What the task requires: In the festival passage, copy the part beginning with "Now, I had two" and ending with "Begrudgingly, Sophie acquiesced.", substituting "blue kite" for "red balloon".

Thus, we push through this trying hour.  And as we walked the half-mile in 96-degree heat to town, she repeatedly complained, “I’m hot.  I’m tired. I’m thirsty.” 

I tried to reassure her, “We’re almost there.  When we get to town, I’ll get you a drink. We’ll see what kinds of fun things there are for kids to do!” 

As we approached the festival she spotted a man handing out balloons.  “Can I have one, Mommy?” she asked, running towards the man, not waiting for a response.  She came back with a red one.  “I am going to have to tie this around your hand, Sophia, so you don’t lose it.”

“No!  I want to hold it.”  We have been down this road before.  And yes, we have contributed to the demise of our planet by accidentally releasing latex into the ether. 

“I don’t want you to accidentally let go of it, Soph.” 

“I won’t!”

“I know you don’t mean to, but you have before.  Either you give it back to the man, or I tie it to your body.”

“Tie it to my wrist,” she conceded. 

Now, I had two potential hazards to monitor:  Sophie and the red balloon that bobbed in the air after her. 

It bonked several people before I insisted on holding on to it in the crowds (or return it to the man).  Begrudgingly, Sophie acquiesced. 

She took an interest in the first few booths, rushing forth to put both hands on the glass that separated her from photographs of wild animals, as if she could enter them through sheer force and wishing.  “No!  Sophie!  Look with your eyes, not with your hands!”  I’d exclaim.  Or she’d grasp at sparkling jewelry to tell me, “Oooh, I love this.  Can I have it mommy?”  And I’d have to pry it out of her hands, apologize to the artisan, and remind Sophie, “Look, honey, don’t touch.”

She eyed grandma or me jealously, each time we touched an item to check on the price or hold it to our ears.  I knew what she was thinking.  There are only so many times she can be told not to touch and observe the great injustice that those who say “don’t,” do it themselves, before concluding, “this sucks.” 

What was I thinking?  That my little bull would be content to gaze at the china around her, just happy to be at my side on one of the hottest days of the year, during the hour formerly known as naptime?

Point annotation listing
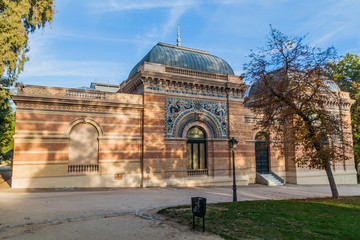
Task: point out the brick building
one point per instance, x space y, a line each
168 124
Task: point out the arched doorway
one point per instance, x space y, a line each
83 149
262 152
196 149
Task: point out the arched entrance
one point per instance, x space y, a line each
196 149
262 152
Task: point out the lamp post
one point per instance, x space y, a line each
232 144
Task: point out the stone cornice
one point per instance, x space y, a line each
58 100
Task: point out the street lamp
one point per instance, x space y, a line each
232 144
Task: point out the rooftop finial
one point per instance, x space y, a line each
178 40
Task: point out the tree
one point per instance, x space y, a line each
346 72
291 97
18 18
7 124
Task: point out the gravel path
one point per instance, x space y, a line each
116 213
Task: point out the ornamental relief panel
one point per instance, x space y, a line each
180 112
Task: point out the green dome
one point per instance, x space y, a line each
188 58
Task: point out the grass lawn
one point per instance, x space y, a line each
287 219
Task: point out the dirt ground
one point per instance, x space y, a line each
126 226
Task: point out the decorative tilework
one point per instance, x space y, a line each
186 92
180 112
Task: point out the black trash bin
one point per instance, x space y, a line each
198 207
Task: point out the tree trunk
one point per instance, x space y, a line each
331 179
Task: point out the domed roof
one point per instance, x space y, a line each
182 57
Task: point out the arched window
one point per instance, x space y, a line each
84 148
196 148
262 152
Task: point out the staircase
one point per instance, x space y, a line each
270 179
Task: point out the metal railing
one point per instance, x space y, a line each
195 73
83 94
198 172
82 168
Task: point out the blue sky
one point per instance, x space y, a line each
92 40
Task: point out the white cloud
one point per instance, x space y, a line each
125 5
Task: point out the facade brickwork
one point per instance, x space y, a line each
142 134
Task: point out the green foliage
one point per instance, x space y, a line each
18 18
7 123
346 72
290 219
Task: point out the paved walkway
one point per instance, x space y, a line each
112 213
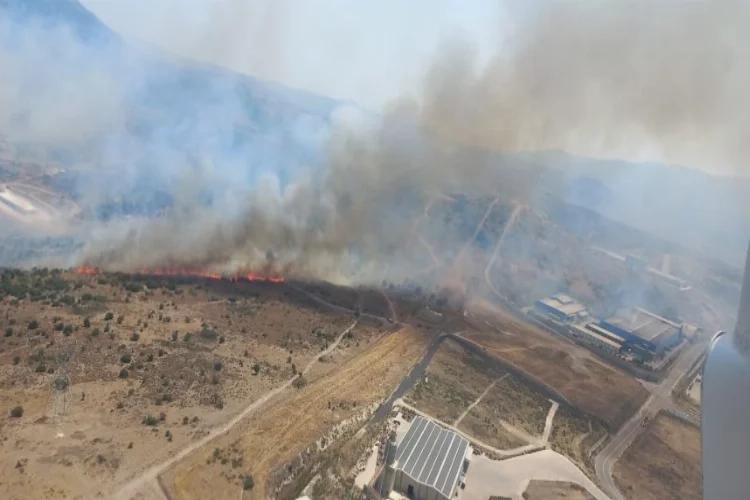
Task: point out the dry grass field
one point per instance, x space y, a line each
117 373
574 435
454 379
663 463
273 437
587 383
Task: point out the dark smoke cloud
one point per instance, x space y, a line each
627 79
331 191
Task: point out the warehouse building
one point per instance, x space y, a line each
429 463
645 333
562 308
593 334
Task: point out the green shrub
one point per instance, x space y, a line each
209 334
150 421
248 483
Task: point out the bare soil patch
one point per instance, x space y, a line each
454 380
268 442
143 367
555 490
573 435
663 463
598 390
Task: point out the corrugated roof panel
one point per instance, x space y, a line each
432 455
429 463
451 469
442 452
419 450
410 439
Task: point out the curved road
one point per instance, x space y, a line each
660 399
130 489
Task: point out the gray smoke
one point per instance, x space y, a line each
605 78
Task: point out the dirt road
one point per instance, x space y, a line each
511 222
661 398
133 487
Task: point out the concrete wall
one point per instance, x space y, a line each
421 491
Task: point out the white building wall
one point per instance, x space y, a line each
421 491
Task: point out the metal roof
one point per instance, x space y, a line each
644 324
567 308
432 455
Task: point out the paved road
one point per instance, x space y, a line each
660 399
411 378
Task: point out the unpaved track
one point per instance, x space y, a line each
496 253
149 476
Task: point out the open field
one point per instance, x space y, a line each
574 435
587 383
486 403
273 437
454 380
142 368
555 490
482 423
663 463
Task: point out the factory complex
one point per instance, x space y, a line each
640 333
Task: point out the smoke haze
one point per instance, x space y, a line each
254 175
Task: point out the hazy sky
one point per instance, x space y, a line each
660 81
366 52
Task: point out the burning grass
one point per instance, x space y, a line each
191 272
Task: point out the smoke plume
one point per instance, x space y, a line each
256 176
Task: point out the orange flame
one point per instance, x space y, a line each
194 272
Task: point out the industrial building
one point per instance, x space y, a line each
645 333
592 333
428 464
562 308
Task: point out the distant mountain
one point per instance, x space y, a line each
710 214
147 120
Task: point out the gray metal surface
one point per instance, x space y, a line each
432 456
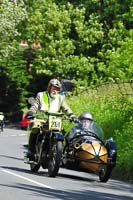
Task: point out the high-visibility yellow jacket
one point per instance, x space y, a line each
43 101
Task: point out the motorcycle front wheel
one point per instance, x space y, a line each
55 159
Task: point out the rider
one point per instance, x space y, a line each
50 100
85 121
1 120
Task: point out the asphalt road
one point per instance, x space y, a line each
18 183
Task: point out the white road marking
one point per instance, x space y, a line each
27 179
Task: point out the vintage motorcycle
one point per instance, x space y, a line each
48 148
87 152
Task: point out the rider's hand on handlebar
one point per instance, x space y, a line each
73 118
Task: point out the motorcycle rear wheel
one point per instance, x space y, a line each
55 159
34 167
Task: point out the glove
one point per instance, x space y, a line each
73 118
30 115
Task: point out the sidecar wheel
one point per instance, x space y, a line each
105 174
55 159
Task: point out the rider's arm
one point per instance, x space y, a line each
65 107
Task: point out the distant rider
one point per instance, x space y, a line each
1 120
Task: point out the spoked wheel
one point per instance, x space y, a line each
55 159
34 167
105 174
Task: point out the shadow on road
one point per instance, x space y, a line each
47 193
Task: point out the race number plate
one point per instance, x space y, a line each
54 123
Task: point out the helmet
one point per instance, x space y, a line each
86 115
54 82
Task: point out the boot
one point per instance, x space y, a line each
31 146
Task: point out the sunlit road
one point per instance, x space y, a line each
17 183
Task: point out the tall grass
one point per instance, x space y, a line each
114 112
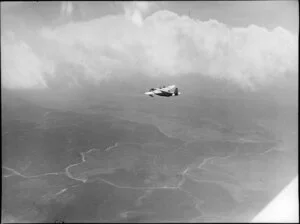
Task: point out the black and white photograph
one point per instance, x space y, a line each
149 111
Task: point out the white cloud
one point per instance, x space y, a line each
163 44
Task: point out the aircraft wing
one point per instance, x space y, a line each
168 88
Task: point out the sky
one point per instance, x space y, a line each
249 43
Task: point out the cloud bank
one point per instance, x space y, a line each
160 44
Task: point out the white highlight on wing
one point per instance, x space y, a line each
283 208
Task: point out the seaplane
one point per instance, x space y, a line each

Output of the task:
Now, I had two potential hazards to monitor:  Sophie and the blue kite that bobbed in the air after her. 

It bonked several people before I insisted on holding on to it in the crowds (or return it to the man).  Begrudgingly, Sophie acquiesced.